● **Given task**
Locate each line in the data below that contains the string "face", with case counting, and copy those lines.

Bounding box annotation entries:
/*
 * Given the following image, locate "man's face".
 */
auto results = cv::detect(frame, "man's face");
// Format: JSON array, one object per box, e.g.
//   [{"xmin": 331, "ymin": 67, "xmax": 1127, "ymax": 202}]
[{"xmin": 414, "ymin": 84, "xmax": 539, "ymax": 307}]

● **Completed exercise**
 * Given the following image, locate "man's face".
auto results = cv::detect(frame, "man's face");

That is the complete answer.